[MATERIALS PROVIDED — start]
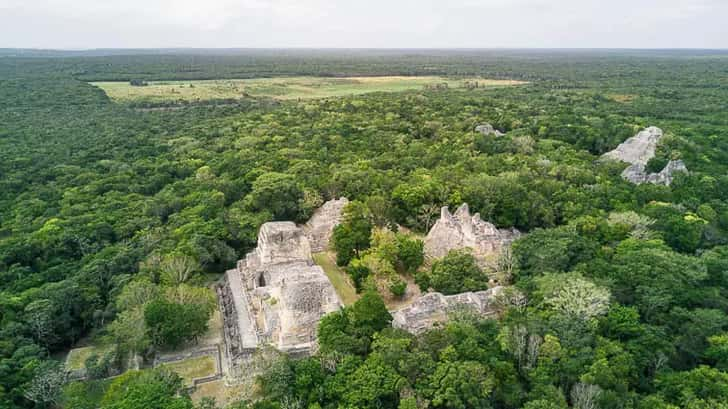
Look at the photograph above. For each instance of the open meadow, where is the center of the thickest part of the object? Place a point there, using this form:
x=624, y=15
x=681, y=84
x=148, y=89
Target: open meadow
x=284, y=88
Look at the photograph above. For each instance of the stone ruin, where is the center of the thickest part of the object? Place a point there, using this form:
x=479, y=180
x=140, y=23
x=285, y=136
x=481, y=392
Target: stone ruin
x=487, y=129
x=434, y=308
x=461, y=230
x=321, y=225
x=276, y=295
x=637, y=151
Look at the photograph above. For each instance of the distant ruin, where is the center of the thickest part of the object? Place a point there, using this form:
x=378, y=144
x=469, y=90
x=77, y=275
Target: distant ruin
x=321, y=225
x=276, y=295
x=637, y=151
x=487, y=129
x=461, y=230
x=434, y=308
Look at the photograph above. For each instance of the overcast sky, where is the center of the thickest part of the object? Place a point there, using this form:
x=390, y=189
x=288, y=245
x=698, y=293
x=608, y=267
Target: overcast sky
x=81, y=24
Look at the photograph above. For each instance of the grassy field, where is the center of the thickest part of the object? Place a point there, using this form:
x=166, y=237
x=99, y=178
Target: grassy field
x=193, y=368
x=338, y=278
x=222, y=393
x=279, y=88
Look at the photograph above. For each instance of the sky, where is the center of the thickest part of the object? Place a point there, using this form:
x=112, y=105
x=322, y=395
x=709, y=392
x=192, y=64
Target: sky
x=84, y=24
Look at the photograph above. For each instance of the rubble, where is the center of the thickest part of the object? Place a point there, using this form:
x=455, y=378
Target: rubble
x=637, y=151
x=276, y=295
x=321, y=225
x=461, y=230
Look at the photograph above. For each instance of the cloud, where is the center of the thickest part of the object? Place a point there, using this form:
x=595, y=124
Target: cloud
x=372, y=23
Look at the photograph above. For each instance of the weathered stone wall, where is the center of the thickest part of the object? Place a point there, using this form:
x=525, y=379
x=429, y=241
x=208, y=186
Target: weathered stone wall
x=321, y=225
x=276, y=295
x=434, y=308
x=637, y=151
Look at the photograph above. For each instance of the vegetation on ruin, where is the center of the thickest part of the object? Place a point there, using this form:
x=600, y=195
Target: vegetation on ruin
x=619, y=291
x=161, y=92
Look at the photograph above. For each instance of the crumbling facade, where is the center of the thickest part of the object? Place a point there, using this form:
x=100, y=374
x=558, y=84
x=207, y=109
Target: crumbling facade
x=434, y=308
x=276, y=295
x=637, y=151
x=461, y=230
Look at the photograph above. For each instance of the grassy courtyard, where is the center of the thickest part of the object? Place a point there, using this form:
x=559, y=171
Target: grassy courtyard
x=338, y=278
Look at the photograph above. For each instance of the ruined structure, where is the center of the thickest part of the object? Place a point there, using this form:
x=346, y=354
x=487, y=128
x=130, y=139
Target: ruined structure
x=637, y=151
x=487, y=129
x=275, y=296
x=434, y=308
x=461, y=230
x=321, y=225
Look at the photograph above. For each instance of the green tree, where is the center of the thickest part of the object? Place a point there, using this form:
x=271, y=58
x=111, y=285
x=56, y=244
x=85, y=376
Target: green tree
x=170, y=324
x=353, y=234
x=154, y=389
x=278, y=193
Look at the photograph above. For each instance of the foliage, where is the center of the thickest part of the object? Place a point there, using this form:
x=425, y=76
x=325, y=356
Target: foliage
x=107, y=208
x=155, y=388
x=455, y=273
x=165, y=327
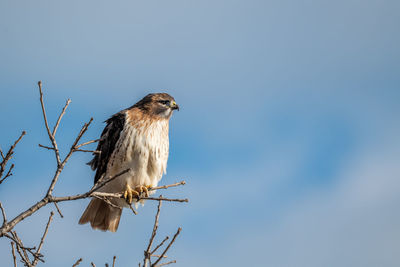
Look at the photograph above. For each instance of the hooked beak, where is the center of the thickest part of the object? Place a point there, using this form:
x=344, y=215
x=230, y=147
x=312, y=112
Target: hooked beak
x=174, y=106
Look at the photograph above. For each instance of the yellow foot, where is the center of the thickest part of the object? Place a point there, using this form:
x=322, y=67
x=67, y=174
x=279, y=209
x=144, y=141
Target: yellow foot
x=143, y=190
x=129, y=193
x=139, y=191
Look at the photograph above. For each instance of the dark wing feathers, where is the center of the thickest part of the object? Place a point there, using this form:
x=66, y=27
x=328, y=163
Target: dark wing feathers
x=108, y=140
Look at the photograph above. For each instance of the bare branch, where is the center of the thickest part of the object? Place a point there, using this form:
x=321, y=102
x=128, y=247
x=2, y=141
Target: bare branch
x=7, y=157
x=77, y=262
x=132, y=209
x=87, y=143
x=163, y=264
x=90, y=151
x=6, y=230
x=3, y=212
x=158, y=256
x=60, y=117
x=159, y=245
x=169, y=245
x=167, y=186
x=114, y=258
x=153, y=234
x=47, y=147
x=62, y=164
x=13, y=252
x=35, y=261
x=51, y=136
x=20, y=246
x=58, y=210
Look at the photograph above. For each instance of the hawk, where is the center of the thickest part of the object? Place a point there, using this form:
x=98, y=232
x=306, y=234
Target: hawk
x=135, y=138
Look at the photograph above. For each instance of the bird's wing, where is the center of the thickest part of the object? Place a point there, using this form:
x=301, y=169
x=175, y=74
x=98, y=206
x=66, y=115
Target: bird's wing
x=108, y=140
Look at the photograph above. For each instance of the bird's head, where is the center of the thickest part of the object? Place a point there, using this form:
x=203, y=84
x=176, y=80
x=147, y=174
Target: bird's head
x=160, y=105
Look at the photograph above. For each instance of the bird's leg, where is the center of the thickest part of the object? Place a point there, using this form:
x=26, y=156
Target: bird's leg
x=129, y=193
x=143, y=190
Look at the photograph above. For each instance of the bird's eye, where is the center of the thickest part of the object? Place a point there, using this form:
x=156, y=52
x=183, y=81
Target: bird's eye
x=164, y=102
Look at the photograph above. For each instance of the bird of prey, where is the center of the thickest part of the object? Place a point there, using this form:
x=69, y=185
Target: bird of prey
x=135, y=138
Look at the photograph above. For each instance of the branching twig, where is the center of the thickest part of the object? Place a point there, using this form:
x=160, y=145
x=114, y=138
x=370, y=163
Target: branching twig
x=58, y=210
x=147, y=254
x=6, y=158
x=13, y=252
x=35, y=261
x=77, y=262
x=167, y=263
x=6, y=230
x=60, y=117
x=159, y=245
x=169, y=245
x=3, y=212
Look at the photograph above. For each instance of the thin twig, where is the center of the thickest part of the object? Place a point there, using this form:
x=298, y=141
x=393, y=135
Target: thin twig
x=168, y=186
x=163, y=264
x=90, y=151
x=13, y=252
x=23, y=254
x=158, y=256
x=58, y=210
x=132, y=209
x=77, y=262
x=155, y=227
x=34, y=263
x=87, y=143
x=51, y=136
x=3, y=212
x=159, y=245
x=169, y=245
x=7, y=157
x=47, y=147
x=60, y=117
[MATERIALS PROVIDED — finish]
TASK REQUIREMENTS:
When you reproduce the entries above, keep every word exact and leave the images out.

RESULT:
Look at the photograph above. For each instance of the open meadow, where is the center of the thickest part of the object? Place a point there, using this form:
x=624, y=15
x=681, y=84
x=148, y=89
Target: open meadow
x=284, y=88
Look at the photograph above. For each instance of the stone ruin, where is the center of the thickest part of the object? Place a point there, using this form:
x=479, y=180
x=140, y=23
x=285, y=136
x=481, y=392
Target: stone ruin
x=487, y=129
x=434, y=308
x=461, y=230
x=321, y=225
x=276, y=295
x=637, y=151
Look at the photograph above. For each instance of the distant ruin, where is the center of the thickest part of the object? Place a point there, using this form:
x=378, y=144
x=469, y=90
x=77, y=275
Target: distant ruin
x=321, y=225
x=276, y=295
x=637, y=151
x=487, y=129
x=461, y=230
x=434, y=308
Look at the photograph above. For each instance of the overcast sky, where is the center of the thickest part of the object? Place a point there, using this form:
x=390, y=189
x=288, y=245
x=698, y=293
x=608, y=267
Target: overcast sky
x=81, y=24
Look at the photograph above. For each instance of the grassy field, where is the center of the thickest part of the object? Place a point there, using this form:
x=166, y=237
x=99, y=178
Target: grassy field
x=193, y=368
x=338, y=278
x=222, y=393
x=279, y=88
Look at the photograph above. For each instance of the sky, where is the center of the thickest part of the object? Place a point there, using this form:
x=112, y=105
x=322, y=395
x=709, y=392
x=192, y=64
Target: sky
x=84, y=24
Look at the photograph above. For each instance of the rubble, where is the center of the thickest part of the object? Place a point there, using this form:
x=455, y=378
Target: rubble
x=637, y=151
x=276, y=295
x=321, y=225
x=461, y=230
Look at the photograph above. For each instance of the cloud, where is the center of the thickest part of the object? Place a point there, using this form:
x=595, y=124
Target: cloud
x=372, y=23
Look at the photograph above. For each instance of the weathered stone wall, where is the center of the thickest part of the object? Place a point there, using this form:
x=525, y=379
x=429, y=241
x=208, y=186
Target: weathered stone wall
x=321, y=225
x=276, y=295
x=434, y=308
x=637, y=151
Look at the photograph above. For each instance of the vegetation on ruin, where is the center of the thickest part of the object? Place a point there, using this form:
x=600, y=195
Target: vegetation on ruin
x=619, y=291
x=161, y=92
Look at the photograph above. For each instance of the crumbling facade, where is the center of the thickest part of the object? Place a point there, using this form:
x=100, y=374
x=558, y=84
x=207, y=109
Target: crumbling facade
x=434, y=308
x=276, y=295
x=637, y=151
x=461, y=230
Look at the photograph above. For each instance of the grassy courtyard, where is the center of the thickest part of the object? Place a point there, using this form:
x=559, y=171
Target: grassy courtyard
x=338, y=278
Look at the photograph above. For each instance of the ruined structure, where is the center of the thickest part of the object? Place a point there, using this form:
x=346, y=354
x=487, y=128
x=130, y=139
Target: ruined structure
x=637, y=151
x=487, y=129
x=275, y=296
x=434, y=308
x=461, y=230
x=321, y=225
Look at the photograph above. For each instance of the green tree, where is the center of the thickest part of the object? Place a point there, using this form:
x=271, y=58
x=111, y=285
x=56, y=244
x=85, y=376
Target: green tree
x=170, y=324
x=353, y=234
x=154, y=389
x=278, y=193
Look at the photograph above. For each instance of the foliage, where is the center of the thickest part of the object? Place a point there, using this form:
x=425, y=76
x=325, y=356
Target: foliage
x=107, y=208
x=155, y=388
x=455, y=273
x=165, y=327
Look at the photograph above. For each instance of the hooked beak, where is the center of the thickest part of the object? Place a point there, using this form:
x=344, y=215
x=230, y=147
x=312, y=112
Target: hooked beak
x=174, y=106
Look at the photograph above. For each instance of the yellow foot, where is the center of the thickest part of the object? Place a point there, using this form:
x=322, y=67
x=67, y=174
x=279, y=209
x=144, y=141
Target: yellow foot
x=143, y=190
x=129, y=193
x=139, y=191
Look at the photograph above. For each instance of the dark wing feathers, where is the center of the thickest part of the object? Place a point there, using this form:
x=66, y=27
x=328, y=163
Target: dark wing feathers
x=108, y=140
Look at the photograph above. For each instance of the bare branch, where is the center of the thickest part of the object? Place a point there, using this form:
x=321, y=102
x=128, y=247
x=2, y=141
Target: bare branch
x=7, y=157
x=77, y=262
x=132, y=209
x=87, y=143
x=163, y=264
x=90, y=151
x=6, y=230
x=3, y=212
x=158, y=256
x=60, y=117
x=159, y=245
x=169, y=245
x=167, y=186
x=114, y=258
x=153, y=234
x=47, y=147
x=62, y=164
x=13, y=252
x=35, y=261
x=51, y=136
x=20, y=246
x=58, y=210
Look at the photograph above. For each instance of the hawk, where is the center of the thickest part of the object? Place a point there, using this form:
x=98, y=232
x=306, y=234
Target: hawk
x=135, y=138
Look at the photograph above. For each instance of the bird's wing, where is the center of the thickest part of the object? Place a point there, using this form:
x=301, y=169
x=175, y=74
x=98, y=206
x=66, y=115
Target: bird's wing
x=108, y=140
Look at the photograph above. For each instance of the bird's head, where is the center of the thickest part of the object? Place a point there, using this form:
x=203, y=84
x=176, y=80
x=147, y=174
Target: bird's head
x=160, y=105
Look at the photograph above. For each instance of the bird's leg, where is the center of the thickest part of the object? Place a point there, using this form:
x=26, y=156
Target: bird's leg
x=129, y=193
x=143, y=190
Look at the photograph above. For each instance of the bird's eye, where is the center of the thickest part of the object? Place a point there, using this form:
x=156, y=52
x=183, y=81
Target: bird's eye
x=164, y=102
Look at the photograph above. For each instance of the bird of prey, where is the center of the thickest part of the object? Place a point there, using this form:
x=69, y=185
Target: bird of prey
x=135, y=138
Look at the photograph above. For each instance of the branching twig, where is the center of the thickest part of the object? Place a point there, using this form:
x=160, y=145
x=114, y=138
x=370, y=163
Target: branching twig
x=58, y=210
x=147, y=254
x=6, y=158
x=13, y=252
x=35, y=261
x=77, y=262
x=167, y=263
x=6, y=230
x=60, y=117
x=159, y=245
x=169, y=245
x=3, y=212
Look at the photograph above. For each instance of the thin twig, where is the center of the thickest part of the object? Place a point there, using this form:
x=298, y=141
x=393, y=135
Target: thin twig
x=168, y=186
x=163, y=264
x=90, y=151
x=13, y=252
x=23, y=254
x=158, y=256
x=58, y=210
x=132, y=209
x=77, y=262
x=155, y=227
x=34, y=263
x=87, y=143
x=51, y=136
x=3, y=212
x=159, y=245
x=169, y=245
x=7, y=157
x=47, y=147
x=60, y=117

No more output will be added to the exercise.